Below are the records; work out how many lines among them contain "sunglasses", and write nothing besides that number.

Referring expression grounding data
--------------------------------------------------

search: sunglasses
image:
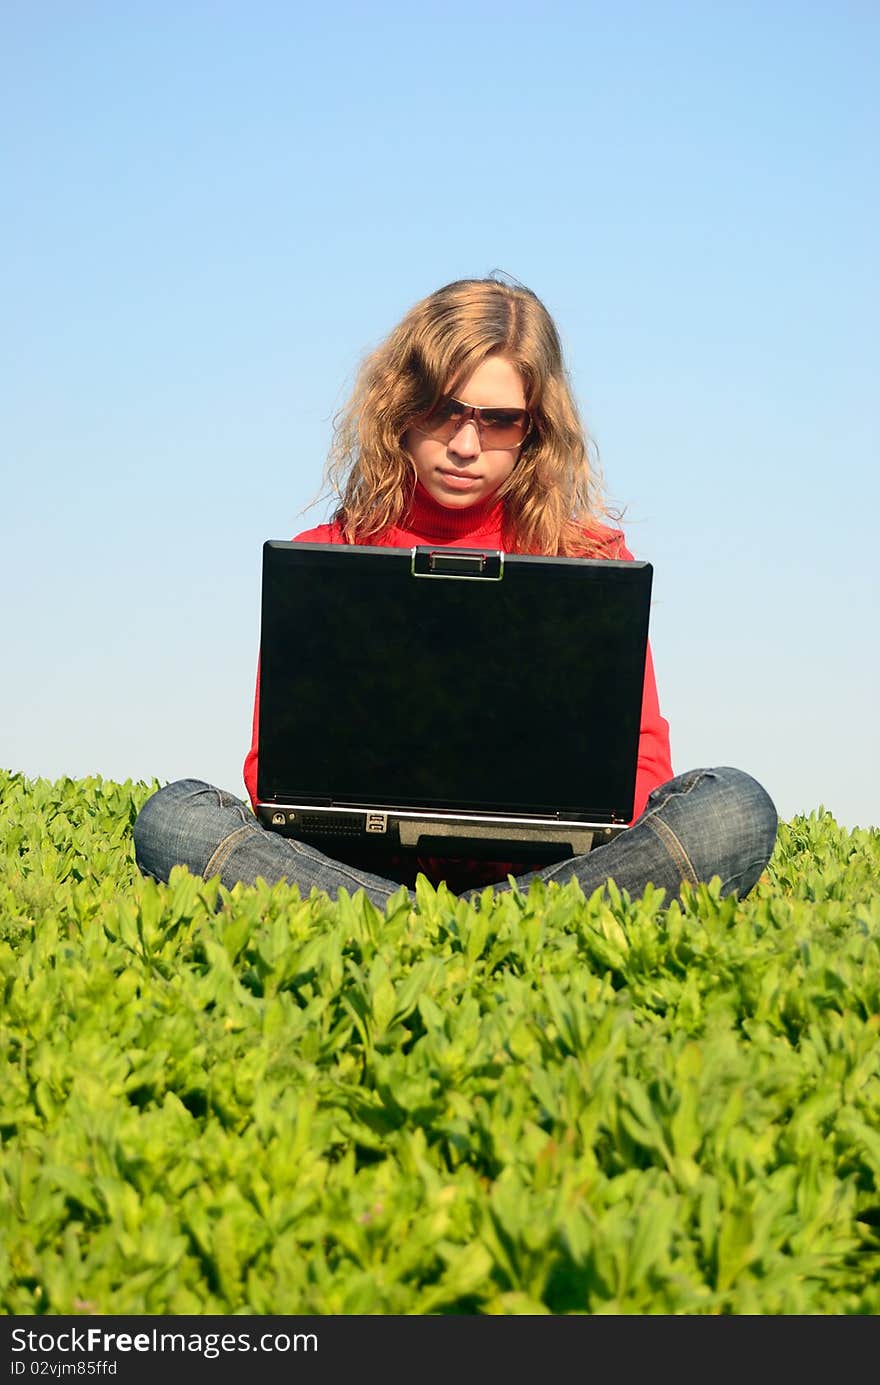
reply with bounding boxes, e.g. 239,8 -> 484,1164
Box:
412,395 -> 532,449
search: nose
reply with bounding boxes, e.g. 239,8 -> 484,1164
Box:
447,419 -> 481,457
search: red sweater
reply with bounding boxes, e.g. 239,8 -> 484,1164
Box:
243,484 -> 673,888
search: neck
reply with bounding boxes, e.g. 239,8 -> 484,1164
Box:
399,482 -> 505,543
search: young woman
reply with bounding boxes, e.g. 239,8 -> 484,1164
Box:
134,276 -> 778,907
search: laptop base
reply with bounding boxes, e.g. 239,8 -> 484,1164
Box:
257,803 -> 625,863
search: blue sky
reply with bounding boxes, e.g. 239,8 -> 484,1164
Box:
3,0 -> 878,830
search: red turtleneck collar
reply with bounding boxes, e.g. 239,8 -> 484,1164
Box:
390,482 -> 506,547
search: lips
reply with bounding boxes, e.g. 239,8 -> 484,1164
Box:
439,469 -> 480,487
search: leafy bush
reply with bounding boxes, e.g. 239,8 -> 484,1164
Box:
1,768 -> 879,1314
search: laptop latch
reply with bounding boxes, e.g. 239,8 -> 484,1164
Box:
411,547 -> 504,580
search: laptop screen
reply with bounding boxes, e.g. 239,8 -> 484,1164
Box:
257,541 -> 652,825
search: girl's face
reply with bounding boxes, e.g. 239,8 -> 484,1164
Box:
403,355 -> 528,510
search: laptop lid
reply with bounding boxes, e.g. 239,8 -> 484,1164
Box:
256,540 -> 653,858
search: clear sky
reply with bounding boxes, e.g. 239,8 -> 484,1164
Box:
3,1 -> 878,830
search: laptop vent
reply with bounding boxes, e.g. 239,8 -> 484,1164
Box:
296,813 -> 366,838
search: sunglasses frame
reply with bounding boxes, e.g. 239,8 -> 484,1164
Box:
412,395 -> 532,449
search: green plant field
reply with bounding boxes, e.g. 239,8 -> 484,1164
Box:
2,767 -> 879,1315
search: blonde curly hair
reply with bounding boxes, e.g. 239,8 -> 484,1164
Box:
317,275 -> 620,556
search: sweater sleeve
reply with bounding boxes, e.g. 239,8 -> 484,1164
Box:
607,533 -> 673,820
631,638 -> 673,821
242,654 -> 261,809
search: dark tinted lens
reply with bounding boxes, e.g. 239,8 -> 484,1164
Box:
419,397 -> 467,440
479,409 -> 529,445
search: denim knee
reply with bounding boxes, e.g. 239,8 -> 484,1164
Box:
134,778 -> 204,849
650,766 -> 778,897
133,778 -> 243,883
710,765 -> 779,859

--------------------------------------------------

■ **Answer to the problem**: 2